**Exercise objective:**
Rewrite the records starting at the line that contains "Target: blue sky" and ending at the end of the records, changing "Put a dot" to "Place a marker" and keeping everything else the same.

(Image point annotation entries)
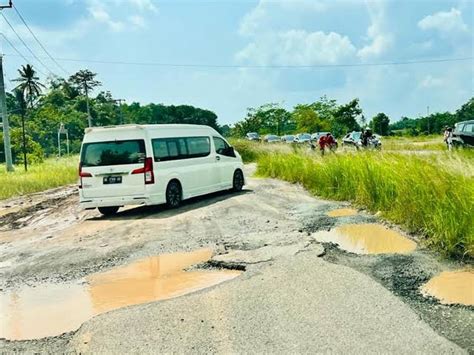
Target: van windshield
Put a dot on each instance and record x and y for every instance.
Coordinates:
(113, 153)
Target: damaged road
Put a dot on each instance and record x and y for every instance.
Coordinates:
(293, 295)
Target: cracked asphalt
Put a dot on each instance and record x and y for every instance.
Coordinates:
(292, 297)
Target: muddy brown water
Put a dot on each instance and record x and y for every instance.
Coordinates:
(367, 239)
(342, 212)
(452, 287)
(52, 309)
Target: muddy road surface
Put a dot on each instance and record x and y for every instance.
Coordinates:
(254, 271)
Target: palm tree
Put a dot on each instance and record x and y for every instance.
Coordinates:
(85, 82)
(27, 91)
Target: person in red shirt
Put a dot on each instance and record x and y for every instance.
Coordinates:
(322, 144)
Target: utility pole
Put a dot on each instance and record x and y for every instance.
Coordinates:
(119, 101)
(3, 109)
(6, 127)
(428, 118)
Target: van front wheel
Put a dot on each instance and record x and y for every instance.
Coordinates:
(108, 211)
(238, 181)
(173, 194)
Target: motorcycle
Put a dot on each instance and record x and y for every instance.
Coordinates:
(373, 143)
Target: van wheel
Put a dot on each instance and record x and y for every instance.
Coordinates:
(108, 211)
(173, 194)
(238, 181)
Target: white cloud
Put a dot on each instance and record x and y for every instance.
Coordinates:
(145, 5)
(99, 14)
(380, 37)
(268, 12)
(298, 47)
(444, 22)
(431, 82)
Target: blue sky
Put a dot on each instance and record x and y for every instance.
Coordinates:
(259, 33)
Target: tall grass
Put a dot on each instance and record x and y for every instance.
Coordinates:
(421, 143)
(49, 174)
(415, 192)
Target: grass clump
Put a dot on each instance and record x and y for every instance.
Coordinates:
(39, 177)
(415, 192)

**Full solution:**
Target: blue sky
Place a marker on each instance and record x and y for every instance.
Coordinates:
(259, 33)
Target: tall grass
Place a marker on each instance and record x and y for every instance.
Coordinates:
(421, 143)
(49, 174)
(415, 192)
Target: grass clump
Place a marker on each instance and record x and y for every instance.
Coordinates:
(39, 177)
(415, 192)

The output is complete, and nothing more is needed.